__Task objective__
Reproduce verbatim the lines of the material starting with the line that contains "Question. In the picture above, identify the vanity light" and continuing through the line that contains "Question. In the picture below, identify the slender", both included. Output only those lines.

__Supplied material__
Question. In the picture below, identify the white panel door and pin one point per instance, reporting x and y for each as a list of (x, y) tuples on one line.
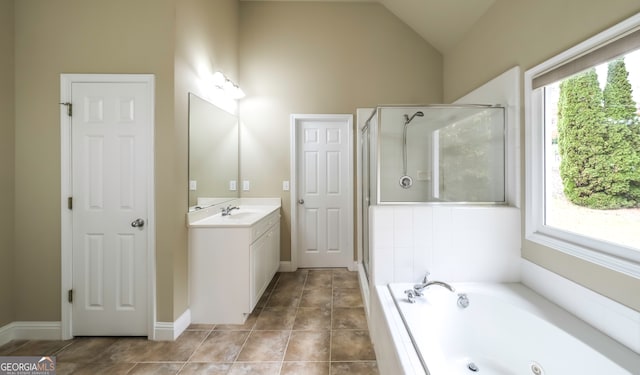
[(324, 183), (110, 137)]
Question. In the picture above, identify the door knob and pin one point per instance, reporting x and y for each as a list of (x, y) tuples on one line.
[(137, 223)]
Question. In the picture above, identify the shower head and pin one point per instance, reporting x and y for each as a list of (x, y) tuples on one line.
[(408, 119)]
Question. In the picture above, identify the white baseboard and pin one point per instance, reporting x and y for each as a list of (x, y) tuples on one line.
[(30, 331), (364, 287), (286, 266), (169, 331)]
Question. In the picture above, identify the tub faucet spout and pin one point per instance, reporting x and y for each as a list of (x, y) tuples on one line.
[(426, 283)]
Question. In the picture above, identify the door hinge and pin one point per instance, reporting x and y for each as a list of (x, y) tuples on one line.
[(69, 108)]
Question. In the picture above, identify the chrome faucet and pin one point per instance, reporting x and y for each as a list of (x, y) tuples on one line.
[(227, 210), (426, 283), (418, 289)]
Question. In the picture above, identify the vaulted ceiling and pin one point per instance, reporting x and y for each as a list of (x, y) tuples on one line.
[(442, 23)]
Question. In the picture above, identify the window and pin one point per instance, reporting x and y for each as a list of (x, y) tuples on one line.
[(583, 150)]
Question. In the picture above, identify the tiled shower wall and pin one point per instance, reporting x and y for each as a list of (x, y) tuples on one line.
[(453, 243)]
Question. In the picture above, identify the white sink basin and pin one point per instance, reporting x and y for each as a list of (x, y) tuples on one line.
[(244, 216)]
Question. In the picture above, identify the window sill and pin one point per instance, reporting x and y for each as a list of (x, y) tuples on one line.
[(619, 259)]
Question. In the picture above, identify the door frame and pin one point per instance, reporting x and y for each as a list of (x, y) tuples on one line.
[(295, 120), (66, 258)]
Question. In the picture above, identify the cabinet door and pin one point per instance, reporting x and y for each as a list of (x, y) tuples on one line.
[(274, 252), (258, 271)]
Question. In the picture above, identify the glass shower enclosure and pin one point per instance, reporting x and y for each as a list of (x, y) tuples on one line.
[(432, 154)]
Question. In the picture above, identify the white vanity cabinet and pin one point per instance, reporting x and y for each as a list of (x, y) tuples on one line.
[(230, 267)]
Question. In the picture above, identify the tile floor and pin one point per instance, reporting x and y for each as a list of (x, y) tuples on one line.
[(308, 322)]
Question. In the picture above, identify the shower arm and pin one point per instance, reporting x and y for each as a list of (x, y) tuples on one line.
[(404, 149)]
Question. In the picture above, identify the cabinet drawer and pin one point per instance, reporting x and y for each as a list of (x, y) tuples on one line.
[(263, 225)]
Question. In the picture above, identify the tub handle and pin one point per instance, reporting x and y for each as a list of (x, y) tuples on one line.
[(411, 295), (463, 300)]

* * *

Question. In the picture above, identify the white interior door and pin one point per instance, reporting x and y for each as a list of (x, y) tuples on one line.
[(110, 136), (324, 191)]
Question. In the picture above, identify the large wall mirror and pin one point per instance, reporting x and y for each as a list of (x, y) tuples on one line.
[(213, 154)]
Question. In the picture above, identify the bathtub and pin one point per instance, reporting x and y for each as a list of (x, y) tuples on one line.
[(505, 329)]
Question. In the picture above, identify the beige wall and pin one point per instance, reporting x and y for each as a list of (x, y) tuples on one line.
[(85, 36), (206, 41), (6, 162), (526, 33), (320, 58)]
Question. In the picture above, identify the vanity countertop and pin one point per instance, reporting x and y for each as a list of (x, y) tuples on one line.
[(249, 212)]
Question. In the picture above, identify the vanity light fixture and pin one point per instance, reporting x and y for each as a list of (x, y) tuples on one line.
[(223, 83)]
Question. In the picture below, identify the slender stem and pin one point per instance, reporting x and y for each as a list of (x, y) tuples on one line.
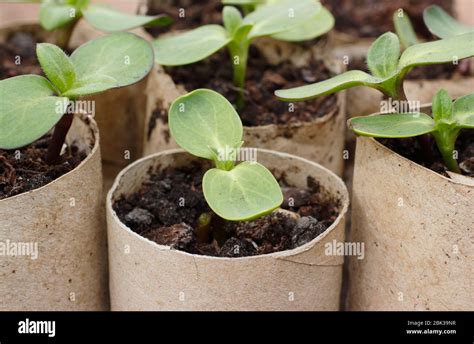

...

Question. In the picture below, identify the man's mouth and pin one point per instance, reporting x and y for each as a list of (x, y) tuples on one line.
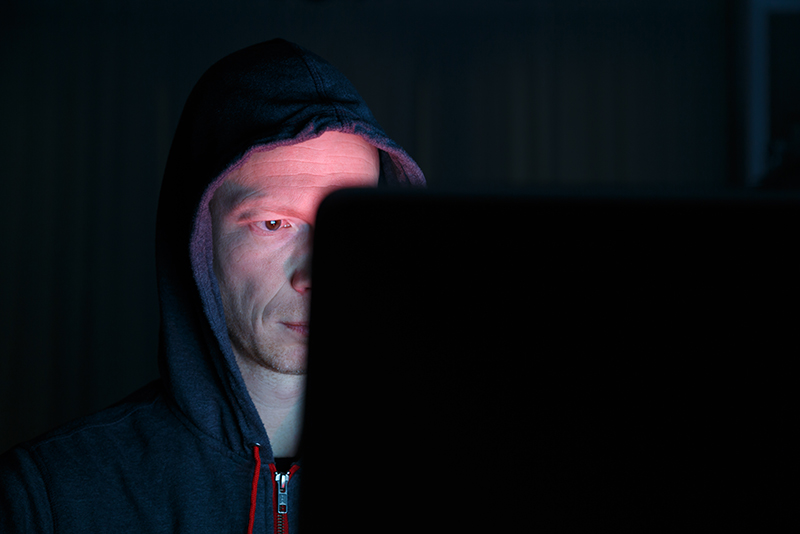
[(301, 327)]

__Written solution__
Question. In the picture above, identify the vanity light fixture and pin one point per instance, reporting x and y for each as a list of (x, y) tuples on one line.
[(223, 83)]
Question. In the picture below, identify the slender stem and pin one point per instance, reporting x and y for each as a list of (x, y) tuples on one line.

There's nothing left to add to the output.